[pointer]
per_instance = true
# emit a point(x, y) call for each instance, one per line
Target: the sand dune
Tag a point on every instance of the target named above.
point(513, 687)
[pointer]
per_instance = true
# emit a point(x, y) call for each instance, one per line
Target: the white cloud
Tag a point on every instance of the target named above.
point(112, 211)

--- --- ---

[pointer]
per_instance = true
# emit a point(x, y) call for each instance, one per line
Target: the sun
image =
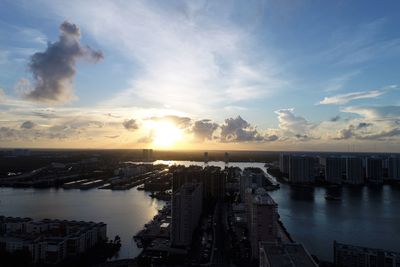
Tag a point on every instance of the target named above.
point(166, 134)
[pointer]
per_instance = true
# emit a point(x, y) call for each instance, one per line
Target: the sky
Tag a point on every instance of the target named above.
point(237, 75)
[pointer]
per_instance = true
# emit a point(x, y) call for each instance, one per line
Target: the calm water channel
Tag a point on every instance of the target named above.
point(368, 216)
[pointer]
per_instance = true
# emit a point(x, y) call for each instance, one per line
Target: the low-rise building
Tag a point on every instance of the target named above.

--- --- ---

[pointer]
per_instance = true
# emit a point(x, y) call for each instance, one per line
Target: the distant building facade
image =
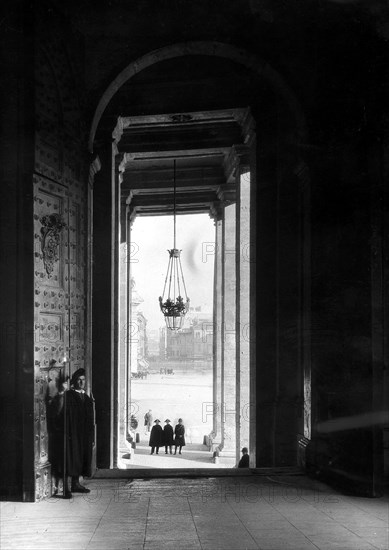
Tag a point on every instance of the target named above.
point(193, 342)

--- --- ---

> _ASSIGNMENT_
Each line above that includes the word "building" is to be copied.

> _TASK RESPONSE_
Target: the low-rise building
Target: the distant building facade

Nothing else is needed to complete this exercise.